ENCARGO 1: Reproduce el fragmento del sermón del Jueves Santo que va desde "JUEVES SANTO" hasta "de su sangre.", este último incluido.

P. CERIANI: SERMÓN DEL JUEVES SANTO

JUEVES SANTO

Este día era el primero de los ácimos. A la puesta del sol los judíos tenían que comer la Pascua en Jerusalén. Jesús aun está en Betania, pero entrará en la ciudad antes de comenzar la Cena Pascual; así lo mandaba la Ley; y Jesús quiere observarla escrupulosamente hasta que la abrogue con la efusión de su sangre.

Por lo cual envía a Jerusalén a dos de sus discípulos para que preparen el convite legal, sin darles a conocer de qué modo concluirá. Nosotros, que conocemos ya este misterio cuya institución se remonta a esta Última Cena, comprendemos bien por qué escogió Jesús con preferencia, en esta ocasión, a San Pedro y San Juan para que cumpliesen sus intenciones.

DATOS MOSTRADOS:

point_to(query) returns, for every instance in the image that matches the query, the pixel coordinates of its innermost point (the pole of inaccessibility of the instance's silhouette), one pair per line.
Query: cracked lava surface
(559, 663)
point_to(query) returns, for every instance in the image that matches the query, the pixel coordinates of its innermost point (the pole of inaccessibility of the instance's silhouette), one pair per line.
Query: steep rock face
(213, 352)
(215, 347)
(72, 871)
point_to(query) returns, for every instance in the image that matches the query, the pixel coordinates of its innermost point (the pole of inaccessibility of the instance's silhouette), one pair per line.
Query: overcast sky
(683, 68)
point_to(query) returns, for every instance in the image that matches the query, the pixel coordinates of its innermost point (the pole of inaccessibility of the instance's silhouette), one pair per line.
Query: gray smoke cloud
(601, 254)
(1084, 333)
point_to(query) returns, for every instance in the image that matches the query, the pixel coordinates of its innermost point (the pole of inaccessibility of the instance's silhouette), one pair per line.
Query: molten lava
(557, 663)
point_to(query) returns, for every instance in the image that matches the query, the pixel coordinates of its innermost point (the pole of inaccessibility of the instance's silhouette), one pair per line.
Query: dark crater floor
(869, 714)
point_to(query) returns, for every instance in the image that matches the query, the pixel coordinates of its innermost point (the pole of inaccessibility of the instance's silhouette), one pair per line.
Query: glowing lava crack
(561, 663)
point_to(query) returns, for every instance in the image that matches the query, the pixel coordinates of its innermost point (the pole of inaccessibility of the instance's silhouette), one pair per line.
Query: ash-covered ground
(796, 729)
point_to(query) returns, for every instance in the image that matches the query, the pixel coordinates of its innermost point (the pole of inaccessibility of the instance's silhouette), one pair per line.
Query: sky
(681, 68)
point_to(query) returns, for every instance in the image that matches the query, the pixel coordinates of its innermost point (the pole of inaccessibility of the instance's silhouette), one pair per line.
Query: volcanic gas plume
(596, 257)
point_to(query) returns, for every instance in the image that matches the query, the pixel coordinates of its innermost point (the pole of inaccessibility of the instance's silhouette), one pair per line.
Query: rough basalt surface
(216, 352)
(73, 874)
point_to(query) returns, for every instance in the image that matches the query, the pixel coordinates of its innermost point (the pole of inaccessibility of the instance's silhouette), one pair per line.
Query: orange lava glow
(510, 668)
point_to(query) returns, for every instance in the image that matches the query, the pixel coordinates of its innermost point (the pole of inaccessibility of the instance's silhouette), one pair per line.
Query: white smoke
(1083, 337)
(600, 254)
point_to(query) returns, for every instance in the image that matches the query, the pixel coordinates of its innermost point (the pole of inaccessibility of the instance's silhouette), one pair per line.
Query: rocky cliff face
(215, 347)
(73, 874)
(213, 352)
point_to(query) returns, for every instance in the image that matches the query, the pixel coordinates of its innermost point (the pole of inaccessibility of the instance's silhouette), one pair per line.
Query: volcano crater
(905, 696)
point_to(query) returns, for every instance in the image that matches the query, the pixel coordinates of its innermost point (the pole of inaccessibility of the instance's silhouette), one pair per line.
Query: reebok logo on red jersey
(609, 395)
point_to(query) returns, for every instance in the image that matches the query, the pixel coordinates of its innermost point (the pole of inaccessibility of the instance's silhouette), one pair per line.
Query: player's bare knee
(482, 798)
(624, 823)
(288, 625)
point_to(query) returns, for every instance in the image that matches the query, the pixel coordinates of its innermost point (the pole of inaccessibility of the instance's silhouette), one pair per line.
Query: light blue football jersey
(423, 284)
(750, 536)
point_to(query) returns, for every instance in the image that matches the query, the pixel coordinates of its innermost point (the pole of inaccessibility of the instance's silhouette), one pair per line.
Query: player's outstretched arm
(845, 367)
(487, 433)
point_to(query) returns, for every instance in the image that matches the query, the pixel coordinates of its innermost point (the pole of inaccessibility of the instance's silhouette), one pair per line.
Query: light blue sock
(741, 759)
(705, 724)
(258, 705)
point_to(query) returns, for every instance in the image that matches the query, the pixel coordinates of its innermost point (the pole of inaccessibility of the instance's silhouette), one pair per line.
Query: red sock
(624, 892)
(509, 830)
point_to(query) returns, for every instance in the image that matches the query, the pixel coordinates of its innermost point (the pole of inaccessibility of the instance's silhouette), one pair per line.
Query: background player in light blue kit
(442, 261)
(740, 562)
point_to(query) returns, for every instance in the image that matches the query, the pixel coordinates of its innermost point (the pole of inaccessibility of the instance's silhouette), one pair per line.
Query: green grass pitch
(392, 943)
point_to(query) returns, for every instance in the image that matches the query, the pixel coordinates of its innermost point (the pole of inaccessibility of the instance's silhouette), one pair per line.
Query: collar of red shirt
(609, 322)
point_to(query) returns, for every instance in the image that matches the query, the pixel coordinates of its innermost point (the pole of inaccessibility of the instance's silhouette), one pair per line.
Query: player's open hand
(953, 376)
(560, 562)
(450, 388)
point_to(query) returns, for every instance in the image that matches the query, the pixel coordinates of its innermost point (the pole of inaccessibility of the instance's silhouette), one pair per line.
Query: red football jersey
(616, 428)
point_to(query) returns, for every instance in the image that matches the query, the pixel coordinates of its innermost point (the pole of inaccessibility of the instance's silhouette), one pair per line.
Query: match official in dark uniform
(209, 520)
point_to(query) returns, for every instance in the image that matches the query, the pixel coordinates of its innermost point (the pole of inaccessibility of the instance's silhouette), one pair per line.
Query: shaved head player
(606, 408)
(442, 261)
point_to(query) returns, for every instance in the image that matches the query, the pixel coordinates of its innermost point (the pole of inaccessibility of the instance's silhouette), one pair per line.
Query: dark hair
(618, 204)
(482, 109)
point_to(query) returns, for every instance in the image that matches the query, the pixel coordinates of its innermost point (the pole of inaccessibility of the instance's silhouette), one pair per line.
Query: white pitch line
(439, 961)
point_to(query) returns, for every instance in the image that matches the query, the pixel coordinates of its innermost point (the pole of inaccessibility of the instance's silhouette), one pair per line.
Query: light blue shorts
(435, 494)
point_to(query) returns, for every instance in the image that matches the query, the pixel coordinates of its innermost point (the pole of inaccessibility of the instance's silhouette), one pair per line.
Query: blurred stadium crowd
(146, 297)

ENCARGO 2: Indica cuántas líneas de las entradas de arriba contienen la cadena "jersey", distinguiendo entre mayúsculas y minúsculas. Responde solo con el número.

RESPUESTA 1:
JUEVES SANTO

Este día era el primero de los ácimos. A la puesta del sol los judíos tenían que comer la Pascua en Jerusalén. Jesús aun está en Betania, pero entrará en la ciudad antes de comenzar la Cena Pascual; así lo mandaba la Ley; y Jesús quiere observarla escrupulosamente hasta que la abrogue con la efusión de su sangre.

RESPUESTA 2: 3